Transcrivez, tel quel, le passage du bloc de texte qui va de « La vitesse tue » jusqu'à « qui vous tue. ».

## Bloc de texte
########################################
Inversement, si on envoie toute une panoplie de signaux sur ce circuit, seule celles situées dans la bande passante sortent du circuit, les autres sont bloquées.
C’est de cette manière que fonctionne un récepteur radio : parmi la flopée de signaux qui arrivent sur l’antenne, c’est un circuit RLC qui en sélectionne une seule et unique, vous permettant de choisir une station radio bien précise.
Autre exemple, la transmission du son dans l’air peut s’effectuer à peu près n’importe quelle fréquence, mais la bande de fréquences pour laquelle l’oreille humaine est capable de capter ces sons se situe uniquement entre 20 Hz et 20 kHz. La bande passante pour la transmission d’un son audible est la plage 20 Hz – 20 kHz. Tous les sons situés en dehors (infrasons et ultrasons) seront transmis par l’air, mais l’oreille ne les capte pas et ne les restituera donc pas au cerveau.
Quoi qu’il en soit, le terme de bande passante ne devrait pas être utilisé pour désigner le débit d’information d’un signal. Pour cela, le terme de débit convient parfaitement.
La vitesse tue
D’une point de vue purement physique, la vitesse ne tue pas. Que l’on se déplace à 30 km/h en voiture ou à 330 km/h dans un TGV, l’on ne se sent pas réellement différent. Et pour cause : une fois à cette vitesse de croisière, le bilan des forces qui s’exercent sur nous est nul et l’on ne ressent rien.
La vitesse n’est pas une force et n’est pas ce qui nous tue. Pour vous en convaincre : la Terre a une circonférence à l’équateur de 40 000 km et nous, qui sommes à sa surface, en faisant le tour en 24 heures. Autrement dit, notre vitesse pour faire un tour sur nous-même est de 1 666 km/h. Et l’on n’en meurt pas.
De la même façon, vous ferez le calcul si vous voulez, la Terre orbite le Soleil à une vitesse de 107 500 km/h en moyenne. On n’en meurt toujours pas.
Ce n’est donc pas le fait de rouler à 130 km/h au lieu de 110 km/h qui vous tue.
Non, ce qui est dangereux et trop souvent mortel, c’est une décélération brutale contre un mur, un arbre, un autre véhicule.
Dans ce cas, toute notre énergie cinétique liée à notre vitesse est transformée en bruit, chaleur, et en déformation du véhicule… et de vous.
Plus on va vite, plus un éventuel choc dissipera une quantité importante d’énergie et plus il sera violent. Vous aurez donc nettement plus de risque de mourir d’un accident à haute vitesse que d’un accident en roulant au pas.
Mais dans tous les cas, ce n’est pas la vitesse qui tue : c’est une accélération ou une décélération trop violente qui tue.
Perdre du poids
Quand il s’agit de maigrir pour changer d’apparence ou améliorer sa santé, ce que l’on souhaite quand on dit que l’on veut « perdre du poids » c’est en réalité « perdre de la masse ».
########################################
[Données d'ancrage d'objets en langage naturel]
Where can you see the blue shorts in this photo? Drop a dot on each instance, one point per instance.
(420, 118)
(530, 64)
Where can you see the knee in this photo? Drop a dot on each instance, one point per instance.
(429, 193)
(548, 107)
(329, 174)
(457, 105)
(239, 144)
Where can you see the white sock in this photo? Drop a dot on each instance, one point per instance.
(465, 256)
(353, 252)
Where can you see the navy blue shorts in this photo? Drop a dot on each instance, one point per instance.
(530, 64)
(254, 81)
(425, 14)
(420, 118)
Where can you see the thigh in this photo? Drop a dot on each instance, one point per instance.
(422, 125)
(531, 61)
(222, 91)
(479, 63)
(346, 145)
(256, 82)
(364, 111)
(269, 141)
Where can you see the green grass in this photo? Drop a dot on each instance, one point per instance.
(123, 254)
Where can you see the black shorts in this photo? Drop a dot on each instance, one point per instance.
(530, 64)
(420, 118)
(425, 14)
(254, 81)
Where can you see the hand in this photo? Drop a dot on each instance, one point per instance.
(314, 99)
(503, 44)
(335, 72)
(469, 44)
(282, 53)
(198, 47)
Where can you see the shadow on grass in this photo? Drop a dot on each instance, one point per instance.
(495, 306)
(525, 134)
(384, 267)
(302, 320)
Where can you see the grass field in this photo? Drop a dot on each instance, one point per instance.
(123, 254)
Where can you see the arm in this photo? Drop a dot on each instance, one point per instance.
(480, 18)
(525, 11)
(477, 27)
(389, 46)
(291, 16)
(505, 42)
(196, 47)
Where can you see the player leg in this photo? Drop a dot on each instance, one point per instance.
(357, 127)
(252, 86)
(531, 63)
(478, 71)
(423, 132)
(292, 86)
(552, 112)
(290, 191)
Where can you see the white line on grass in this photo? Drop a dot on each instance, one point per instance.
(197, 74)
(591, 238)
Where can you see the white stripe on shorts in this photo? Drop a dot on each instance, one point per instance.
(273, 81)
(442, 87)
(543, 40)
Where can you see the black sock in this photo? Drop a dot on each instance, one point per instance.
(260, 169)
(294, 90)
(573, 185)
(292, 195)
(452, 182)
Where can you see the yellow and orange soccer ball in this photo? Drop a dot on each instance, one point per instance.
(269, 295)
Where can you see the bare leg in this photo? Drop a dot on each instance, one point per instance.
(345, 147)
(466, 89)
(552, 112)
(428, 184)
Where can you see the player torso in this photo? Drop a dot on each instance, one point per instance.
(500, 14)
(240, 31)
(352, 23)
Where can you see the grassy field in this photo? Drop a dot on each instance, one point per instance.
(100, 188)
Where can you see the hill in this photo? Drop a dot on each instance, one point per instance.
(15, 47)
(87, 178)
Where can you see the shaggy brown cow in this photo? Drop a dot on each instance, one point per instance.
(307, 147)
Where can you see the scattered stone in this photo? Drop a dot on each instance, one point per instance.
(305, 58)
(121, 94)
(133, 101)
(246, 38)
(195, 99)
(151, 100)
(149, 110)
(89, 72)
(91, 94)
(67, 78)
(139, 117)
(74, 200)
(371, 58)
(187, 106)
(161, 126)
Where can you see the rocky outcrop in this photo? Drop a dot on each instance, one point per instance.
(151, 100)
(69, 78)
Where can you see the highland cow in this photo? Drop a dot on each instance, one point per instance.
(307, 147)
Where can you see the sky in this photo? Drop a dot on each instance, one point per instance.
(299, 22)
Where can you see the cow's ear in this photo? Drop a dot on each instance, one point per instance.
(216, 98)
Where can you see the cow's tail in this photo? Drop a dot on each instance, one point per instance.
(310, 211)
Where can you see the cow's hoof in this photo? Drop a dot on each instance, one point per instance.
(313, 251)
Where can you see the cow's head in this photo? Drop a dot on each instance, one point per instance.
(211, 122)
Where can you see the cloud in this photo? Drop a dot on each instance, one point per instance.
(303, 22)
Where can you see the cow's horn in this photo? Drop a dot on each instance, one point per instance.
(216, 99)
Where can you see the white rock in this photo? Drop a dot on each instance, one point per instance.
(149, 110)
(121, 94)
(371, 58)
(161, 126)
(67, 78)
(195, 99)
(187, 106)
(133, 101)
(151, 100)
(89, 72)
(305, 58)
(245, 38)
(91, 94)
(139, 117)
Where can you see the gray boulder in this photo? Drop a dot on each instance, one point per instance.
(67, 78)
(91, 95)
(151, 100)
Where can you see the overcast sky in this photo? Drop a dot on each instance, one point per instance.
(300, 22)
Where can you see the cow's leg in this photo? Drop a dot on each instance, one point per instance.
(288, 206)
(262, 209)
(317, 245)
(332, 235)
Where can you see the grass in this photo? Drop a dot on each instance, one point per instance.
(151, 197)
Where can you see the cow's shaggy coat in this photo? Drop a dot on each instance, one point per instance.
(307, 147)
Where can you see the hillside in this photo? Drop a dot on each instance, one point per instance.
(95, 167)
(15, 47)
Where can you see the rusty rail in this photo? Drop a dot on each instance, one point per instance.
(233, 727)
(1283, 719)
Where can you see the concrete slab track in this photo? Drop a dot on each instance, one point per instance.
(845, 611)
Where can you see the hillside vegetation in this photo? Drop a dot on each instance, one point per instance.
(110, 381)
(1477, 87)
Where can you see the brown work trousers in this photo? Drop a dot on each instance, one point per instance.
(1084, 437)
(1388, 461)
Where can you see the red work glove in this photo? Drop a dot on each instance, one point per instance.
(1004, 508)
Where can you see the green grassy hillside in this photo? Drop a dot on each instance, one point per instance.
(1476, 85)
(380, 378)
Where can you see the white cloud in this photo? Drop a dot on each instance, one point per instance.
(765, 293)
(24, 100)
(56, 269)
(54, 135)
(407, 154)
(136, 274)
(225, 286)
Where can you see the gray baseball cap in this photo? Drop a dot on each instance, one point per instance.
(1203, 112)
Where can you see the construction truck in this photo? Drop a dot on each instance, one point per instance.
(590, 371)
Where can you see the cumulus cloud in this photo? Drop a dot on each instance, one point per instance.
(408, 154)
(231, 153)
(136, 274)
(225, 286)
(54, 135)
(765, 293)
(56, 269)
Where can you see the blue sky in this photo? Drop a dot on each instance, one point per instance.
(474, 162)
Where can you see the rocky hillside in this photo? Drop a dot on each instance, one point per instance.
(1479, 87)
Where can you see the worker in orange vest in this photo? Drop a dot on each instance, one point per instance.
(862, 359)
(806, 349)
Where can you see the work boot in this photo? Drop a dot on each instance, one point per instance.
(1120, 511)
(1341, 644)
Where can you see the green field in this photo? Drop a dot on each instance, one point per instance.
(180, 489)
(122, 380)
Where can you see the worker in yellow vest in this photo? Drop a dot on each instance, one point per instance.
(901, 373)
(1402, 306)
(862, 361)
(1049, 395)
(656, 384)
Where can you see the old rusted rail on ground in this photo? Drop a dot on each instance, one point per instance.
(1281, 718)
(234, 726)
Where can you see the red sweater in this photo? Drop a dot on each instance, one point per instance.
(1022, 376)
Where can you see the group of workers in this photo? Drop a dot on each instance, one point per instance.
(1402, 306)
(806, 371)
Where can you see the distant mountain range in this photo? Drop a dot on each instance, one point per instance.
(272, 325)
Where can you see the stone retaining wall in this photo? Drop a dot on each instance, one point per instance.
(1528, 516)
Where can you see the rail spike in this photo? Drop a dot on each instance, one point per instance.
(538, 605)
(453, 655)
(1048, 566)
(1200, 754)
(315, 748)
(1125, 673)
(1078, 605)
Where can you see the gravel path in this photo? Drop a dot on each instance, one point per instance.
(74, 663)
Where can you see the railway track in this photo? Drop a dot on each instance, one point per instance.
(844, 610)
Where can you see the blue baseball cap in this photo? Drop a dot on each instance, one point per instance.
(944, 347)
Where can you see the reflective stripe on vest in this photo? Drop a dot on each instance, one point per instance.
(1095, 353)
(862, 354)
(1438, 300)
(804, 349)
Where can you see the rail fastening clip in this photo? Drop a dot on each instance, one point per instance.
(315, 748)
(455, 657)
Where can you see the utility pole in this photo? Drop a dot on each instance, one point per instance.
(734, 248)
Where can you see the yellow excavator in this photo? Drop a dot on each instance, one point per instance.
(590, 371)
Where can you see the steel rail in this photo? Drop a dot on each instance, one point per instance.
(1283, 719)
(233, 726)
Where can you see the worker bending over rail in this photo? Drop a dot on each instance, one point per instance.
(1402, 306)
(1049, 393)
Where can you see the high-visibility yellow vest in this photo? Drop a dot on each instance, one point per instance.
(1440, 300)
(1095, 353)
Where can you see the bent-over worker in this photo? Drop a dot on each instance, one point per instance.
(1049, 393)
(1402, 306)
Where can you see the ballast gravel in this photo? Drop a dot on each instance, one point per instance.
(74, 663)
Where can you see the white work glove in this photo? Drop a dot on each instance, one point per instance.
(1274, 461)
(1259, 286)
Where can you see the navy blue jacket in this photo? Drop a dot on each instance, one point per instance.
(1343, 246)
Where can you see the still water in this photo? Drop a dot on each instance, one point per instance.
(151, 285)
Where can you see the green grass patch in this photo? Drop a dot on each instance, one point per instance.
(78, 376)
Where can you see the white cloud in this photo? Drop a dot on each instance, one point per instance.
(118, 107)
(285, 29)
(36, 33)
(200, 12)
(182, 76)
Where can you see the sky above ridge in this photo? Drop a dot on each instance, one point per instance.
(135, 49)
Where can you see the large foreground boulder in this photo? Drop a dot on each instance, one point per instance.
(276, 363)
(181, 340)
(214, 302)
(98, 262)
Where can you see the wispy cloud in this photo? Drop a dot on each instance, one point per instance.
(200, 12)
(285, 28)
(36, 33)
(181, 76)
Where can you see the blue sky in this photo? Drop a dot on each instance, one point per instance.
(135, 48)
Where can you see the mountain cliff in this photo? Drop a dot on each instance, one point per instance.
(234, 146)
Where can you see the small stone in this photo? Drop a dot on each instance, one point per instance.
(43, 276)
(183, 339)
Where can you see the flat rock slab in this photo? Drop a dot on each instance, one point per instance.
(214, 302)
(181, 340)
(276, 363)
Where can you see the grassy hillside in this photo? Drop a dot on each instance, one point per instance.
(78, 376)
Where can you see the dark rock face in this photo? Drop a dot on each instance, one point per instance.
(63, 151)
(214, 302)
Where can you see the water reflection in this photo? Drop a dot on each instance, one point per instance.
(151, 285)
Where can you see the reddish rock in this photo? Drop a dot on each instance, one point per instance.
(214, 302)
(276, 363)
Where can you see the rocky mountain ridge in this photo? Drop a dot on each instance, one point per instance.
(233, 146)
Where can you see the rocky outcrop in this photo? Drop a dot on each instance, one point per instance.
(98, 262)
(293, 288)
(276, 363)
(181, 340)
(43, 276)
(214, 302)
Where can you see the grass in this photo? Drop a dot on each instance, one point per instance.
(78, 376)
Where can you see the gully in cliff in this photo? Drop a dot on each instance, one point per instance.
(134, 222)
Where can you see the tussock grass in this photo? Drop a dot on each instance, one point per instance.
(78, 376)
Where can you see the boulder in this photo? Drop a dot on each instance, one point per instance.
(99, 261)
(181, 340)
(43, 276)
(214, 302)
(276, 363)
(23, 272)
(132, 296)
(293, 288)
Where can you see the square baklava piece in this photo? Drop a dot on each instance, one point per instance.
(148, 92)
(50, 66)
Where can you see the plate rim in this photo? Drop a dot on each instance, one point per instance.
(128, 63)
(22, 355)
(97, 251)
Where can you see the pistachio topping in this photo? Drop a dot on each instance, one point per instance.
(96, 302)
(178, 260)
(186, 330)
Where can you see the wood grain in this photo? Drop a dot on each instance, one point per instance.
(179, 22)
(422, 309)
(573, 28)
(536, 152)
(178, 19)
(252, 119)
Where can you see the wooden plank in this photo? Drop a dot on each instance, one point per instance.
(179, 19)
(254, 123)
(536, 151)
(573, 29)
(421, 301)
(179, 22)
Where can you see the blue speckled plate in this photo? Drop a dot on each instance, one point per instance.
########################################
## Réponse attendue
La vitesse tue
D’une point de vue purement physique, la vitesse ne tue pas. Que l’on se déplace à 30 km/h en voiture ou à 330 km/h dans un TGV, l’on ne se sent pas réellement différent. Et pour cause : une fois à cette vitesse de croisière, le bilan des forces qui s’exercent sur nous est nul et l’on ne ressent rien.
La vitesse n’est pas une force et n’est pas ce qui nous tue. Pour vous en convaincre : la Terre a une circonférence à l’équateur de 40 000 km et nous, qui sommes à sa surface, en faisant le tour en 24 heures. Autrement dit, notre vitesse pour faire un tour sur nous-même est de 1 666 km/h. Et l’on n’en meurt pas.
De la même façon, vous ferez le calcul si vous voulez, la Terre orbite le Soleil à une vitesse de 107 500 km/h en moyenne. On n’en meurt toujours pas.
Ce n’est donc pas le fait de rouler à 130 km/h au lieu de 110 km/h qui vous tue.